What to produce
Copy out the complete listing, word for word.
───── Exercise inputs ─────
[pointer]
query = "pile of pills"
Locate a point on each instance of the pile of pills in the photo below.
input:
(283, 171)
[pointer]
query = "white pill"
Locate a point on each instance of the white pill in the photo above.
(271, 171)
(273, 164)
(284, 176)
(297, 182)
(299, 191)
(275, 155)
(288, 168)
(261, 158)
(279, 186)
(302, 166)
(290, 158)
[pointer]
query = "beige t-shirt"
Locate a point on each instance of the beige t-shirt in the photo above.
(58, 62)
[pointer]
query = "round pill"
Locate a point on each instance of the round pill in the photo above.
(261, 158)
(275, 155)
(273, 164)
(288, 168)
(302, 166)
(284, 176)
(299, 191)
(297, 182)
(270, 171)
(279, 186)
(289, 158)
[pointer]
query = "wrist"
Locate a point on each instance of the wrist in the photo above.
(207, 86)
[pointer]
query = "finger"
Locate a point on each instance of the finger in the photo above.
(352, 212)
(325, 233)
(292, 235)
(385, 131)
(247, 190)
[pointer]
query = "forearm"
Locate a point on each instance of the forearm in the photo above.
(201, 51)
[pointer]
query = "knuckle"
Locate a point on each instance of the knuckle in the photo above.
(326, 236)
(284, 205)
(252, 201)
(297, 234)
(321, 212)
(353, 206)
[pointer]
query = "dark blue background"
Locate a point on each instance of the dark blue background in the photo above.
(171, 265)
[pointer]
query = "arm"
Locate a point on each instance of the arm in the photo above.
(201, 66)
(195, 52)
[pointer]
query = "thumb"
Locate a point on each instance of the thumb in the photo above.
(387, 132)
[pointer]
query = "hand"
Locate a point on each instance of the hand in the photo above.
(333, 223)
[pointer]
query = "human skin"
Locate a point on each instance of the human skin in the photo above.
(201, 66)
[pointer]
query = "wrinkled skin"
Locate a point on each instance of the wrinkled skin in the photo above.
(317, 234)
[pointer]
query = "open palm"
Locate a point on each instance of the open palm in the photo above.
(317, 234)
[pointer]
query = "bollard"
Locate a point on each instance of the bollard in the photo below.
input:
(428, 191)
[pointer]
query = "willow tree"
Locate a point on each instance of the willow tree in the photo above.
─────
Output of the exercise
[pointer]
query = "pile of pills"
Locate a point on each instance of the pile of pills in the photo below.
input:
(283, 171)
[pointer]
query = "white pill"
Locate a point on each instance of the white pill in the photo above.
(271, 171)
(273, 164)
(284, 176)
(297, 182)
(299, 191)
(275, 155)
(288, 168)
(261, 158)
(279, 186)
(302, 166)
(290, 158)
[pointer]
query = "beige t-shirt"
Locate a point on each instance of the beige t-shirt in the photo above.
(58, 62)
[pointer]
query = "round pill"
Locate a point on each instance of the round pill in the photo above.
(261, 158)
(275, 155)
(273, 164)
(288, 168)
(302, 166)
(284, 176)
(299, 191)
(297, 182)
(270, 171)
(279, 186)
(289, 158)
[pointer]
query = "wrist"
Locate a point on each instance of the wrist in the photo above.
(207, 86)
[pointer]
query = "finger"
Locate a point on each instance of the finger in the photo above.
(352, 212)
(325, 233)
(292, 235)
(385, 131)
(247, 190)
[pointer]
query = "forearm"
Locate a point on each instance of the forearm in the photo above.
(201, 51)
[pointer]
query = "knuckle"
Locate a point on each instance of the knuckle in the photo above.
(326, 236)
(284, 205)
(252, 201)
(297, 234)
(321, 212)
(353, 206)
[pointer]
query = "dark blue background"
Locate a point on each instance of the dark blue background in the photo above.
(171, 265)
[pointer]
query = "arm"
Locate a point on each instance of the arm in the photo above.
(201, 66)
(195, 52)
[pointer]
query = "thumb"
Locate a point on each instance of the thumb in the photo above.
(387, 132)
[pointer]
query = "hand"
Locate a point on each instance of the hand in the photo above.
(333, 223)
[pointer]
query = "human skin"
Locate a point on each instance of the human skin in the photo above.
(201, 66)
[pointer]
query = "wrinkled skin"
Locate a point on each instance of the wrinkled skin in the photo above.
(317, 234)
[pointer]
query = "open palm"
Locate a point on each instance of the open palm in the photo above.
(317, 234)
[pointer]
query = "bollard"
Locate a point on each instance of the bollard in the photo below.
input:
(428, 191)
[pointer]
query = "willow tree"
Locate a point on each instance of the willow tree in the photo above.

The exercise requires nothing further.